## Texto extraído
* * *
Por uma Psicologia menos Individualista
- Victor Portavales Silva
- 1 de out. de 2024
- 3 min de leitura

Tem crescido nas redes sociais um movimento de defesa de determinadas perspectivas em Psicologia em detrimento de outras, sob o argumento de cientificidade. Em tese, intervenções baseadas em protocolos validados por ensaios clínicos randomizados e analisadas através de revisões sistemáticas e metanálises dariam conta da complexidade do sofrimento humano. A primeira pergunta é: será mesmo? Será que toda demanda clínica que chega ao consultório pode ser diagnosticada e possui um protocolo bem estabelecido de tratamento? E mais, como ficam as comorbidades? Os tratamentos foram validados para casos de sobreposição de diagnósticos? Essas perguntas ainda merecem maior esclarecimento, mas não são o foco deste texto.
O que venho discutir é o caráter alienante dessa proposta terapêutica, que não enxerga suas próprias pressuposições e posiciona a Psicologia em um lugar previamente delimitado e inquestionado. A principal pressuposição é de que as queixas de que a Psicologia clínica deve se ocupar são majoritariamente de caráter individual, psíquico, e podem ser resolvidas por protocolos clínicos previamente definidos. Não é isso o que observo em minha prática profissional. Diversas queixas tem origem em sofrimentos que decorrem do sistema econômico-produtivo vigente e suas contradições, bem como do bombardeio de propagandas neoliberais que centram no indivíduo tanto a origem como a possível solução para o sofrimento. Muitas outras não se enquadram em um diagnóstico, e tantas outras decorrem da precariedade e falta de recursos.
* * *
## Dados fornecidos
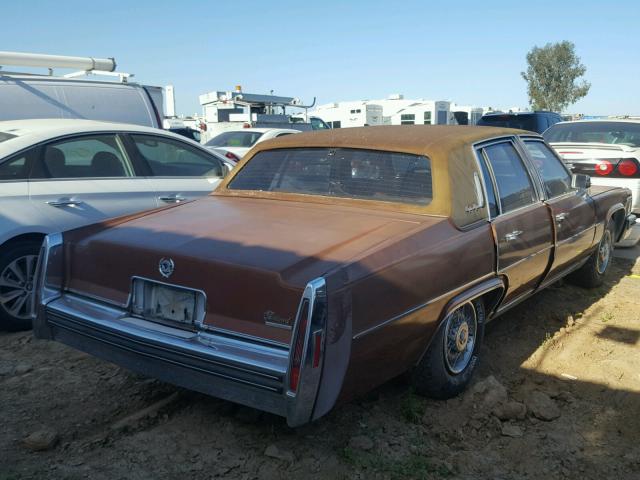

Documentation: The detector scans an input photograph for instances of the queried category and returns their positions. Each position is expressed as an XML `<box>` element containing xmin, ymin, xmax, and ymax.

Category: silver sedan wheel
<box><xmin>596</xmin><ymin>228</ymin><xmax>613</xmax><ymax>275</ymax></box>
<box><xmin>444</xmin><ymin>303</ymin><xmax>478</xmax><ymax>375</ymax></box>
<box><xmin>0</xmin><ymin>255</ymin><xmax>38</xmax><ymax>320</ymax></box>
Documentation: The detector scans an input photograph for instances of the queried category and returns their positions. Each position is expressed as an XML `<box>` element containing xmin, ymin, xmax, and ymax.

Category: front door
* * *
## Requisitos do exercício
A. Copie todas as frases terminadas em ponto de interrogação no texto sobre uma Psicologia menos individualista.
B. Atualize o trecho do texto sobre uma Psicologia menos individualista que começa nas palavras "O que venho" e vai até "falta de recursos.", trocando "sistema" por "modelo".
C. Escreva o que vem a seguir no texto sobre uma Psicologia menos individualista, a partir do ponto em que ele para.
As linhas são um material à parte, sem ligação com o texto extraído.

## Respostas escritas
A.
- A primeira pergunta é: será mesmo?
- Será que toda demanda clínica que chega ao consultório pode ser diagnosticada e possui um protocolo bem estabelecido de tratamento?
- E mais, como ficam as comorbidades?
- Os tratamentos foram validados para casos de sobreposição de diagnósticos?

B.
O que venho discutir é o caráter alienante dessa proposta terapêutica, que não enxerga suas próprias pressuposições e posiciona a Psicologia em um lugar previamente delimitado e inquestionado. A principal pressuposição é de que as queixas de que a Psicologia clínica deve se ocupar são majoritariamente de caráter individual, psíquico, e podem ser resolvidas por protocolos clínicos previamente definidos. Não é isso o que observo em minha prática profissional. Diversas queixas tem origem em sofrimentos que decorrem do modelo econômico-produtivo vigente e suas contradições, bem como do bombardeio de propagandas neoliberais que centram no indivíduo tanto a origem como a possível solução para o sofrimento. Muitas outras não se enquadram em um diagnóstico, e tantas outras decorrem da precariedade e falta de recursos.

C.
Alguns poderiam argumentar que não é tarefa da Psicologia se ocupar de problemas estruturais, econômicos e sociais. Trata-se de um argumento já há muito superado dentro da própria Psicologia, já que ignora por completo o campo da Psicologia Social, por exemplo. Esse argumento poderia ser refinado, dizendo que não cabe especificamente à Psicologia Clínica ocupar-se dos problemas citados. A isso só posso responder que somente uma proposta individualista, individualizante, alienada e alienante poderia ignorar tais problemas. Ainda que o trabalho individual não seja capaz de resolver questões tão amplas, há sempre espaço para tematização do sofrimento gerado por essas mazelas. A conscientização já tem um caráter emancipador por si só, como propõe Martin-Baró. Ainda que não elimine o sofrimento, dá um sentido e um direcionamento para ele.
A Fenomenologia-Existencial, sobretudo em seu enfoque hermenêutico, compreende que todo existente deve ser entendido em seu caráter de ser-no-mundo, o que significa que o campo histórico e social que institui os sentidos determinados em uma dada época possuem uma centralidade no campo de análise. Em outras palavras, precisamos compreender nosso tempo histórico para compreender a pessoa que busca ajuda no consultório. Propor um tratamento que ignore a historicidade dos acontecimentos é como tomar a parte pelo todo, é deixar de lado um aspecto central da queixa.
Compreender nosso tempo histórico engloba tomar ciência dos impactos de um capitalismo tardio nas sociedades periféricas em sua modalidade neoliberal. Dentro desse contexto, todos somos convocados a nos exaurirmos de bom grado sob o pretexto de nos tornarmos rentáveis. A figura do empreendedor de si, debatida por Byung Chul-Han, é o exemplo a ser seguido em um tempo em que as garantias sociais são reduzidas, o emprego formal é gradativamente reduzido e cada um deve dar conta, individualmente, de seus problemas.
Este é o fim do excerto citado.